### [What is required]
Copy each of the lines below word for word, leaving out the pictures.

Spatial annotation lines
^^^^
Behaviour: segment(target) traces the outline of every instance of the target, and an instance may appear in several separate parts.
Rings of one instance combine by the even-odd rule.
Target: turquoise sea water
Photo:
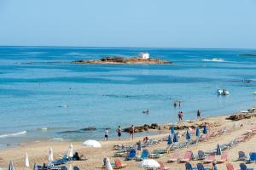
[[[173,64],[67,62],[131,57],[144,51]],[[256,57],[239,56],[242,54],[256,50],[0,47],[0,144],[53,138],[99,139],[105,128],[111,128],[110,138],[116,138],[118,125],[177,122],[176,99],[183,100],[185,120],[195,118],[199,108],[204,116],[247,109],[256,104],[252,94]],[[212,58],[221,60],[207,61]],[[229,89],[230,95],[218,96],[218,88]],[[61,107],[66,105],[68,108]],[[142,114],[148,109],[148,116]],[[61,133],[86,127],[97,130]]]

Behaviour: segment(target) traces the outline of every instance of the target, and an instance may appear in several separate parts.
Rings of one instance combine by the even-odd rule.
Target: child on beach
[[[131,138],[131,138],[133,139],[133,134],[134,134],[134,127],[133,127],[133,125],[131,125],[131,127],[130,128],[129,133],[130,133],[129,138]]]
[[[183,112],[182,110],[180,110],[177,114],[177,116],[178,116],[178,121],[183,122]]]
[[[106,128],[105,130],[105,140],[108,140],[108,128]]]
[[[121,135],[122,135],[122,133],[121,133],[122,131],[121,131],[120,126],[119,126],[119,127],[117,128],[116,132],[117,132],[117,133],[118,133],[119,139],[120,139],[120,137],[121,137]]]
^^^^
### [Task result]
Behaviour: segment(target) traces the outline of every instance of the target, and an instance may appear in several separate parts.
Rings of one instance combine by the even-odd rule.
Target: turquoise sea water
Photo:
[[[173,64],[67,62],[131,57],[144,51]],[[256,57],[239,56],[242,54],[256,50],[0,47],[0,144],[53,138],[99,139],[105,128],[111,128],[110,138],[116,138],[118,125],[177,122],[176,99],[183,100],[185,120],[195,118],[199,108],[204,116],[247,109],[256,104],[252,94]],[[212,58],[221,60],[207,61]],[[229,89],[230,95],[218,96],[218,88]],[[61,107],[66,105],[68,108]],[[142,114],[148,109],[148,116]],[[61,133],[86,127],[97,130]]]

Behaviour: segment(target) traces the outline of every instance of the target, and an instance may appear in several separate parts.
Rings of one instance combine by the even-odd rule.
Target: child on beach
[[[131,138],[131,138],[133,139],[133,134],[134,134],[134,127],[133,127],[133,125],[131,125],[131,127],[130,128],[129,133],[130,133],[129,138]]]
[[[183,112],[182,110],[180,110],[177,114],[177,116],[178,116],[178,121],[183,122]]]
[[[106,128],[105,130],[105,140],[108,140],[108,128]]]
[[[121,135],[122,135],[122,133],[121,133],[122,131],[121,131],[120,126],[119,126],[119,127],[117,128],[116,132],[117,132],[117,133],[118,133],[119,139],[120,139],[120,137],[121,137]]]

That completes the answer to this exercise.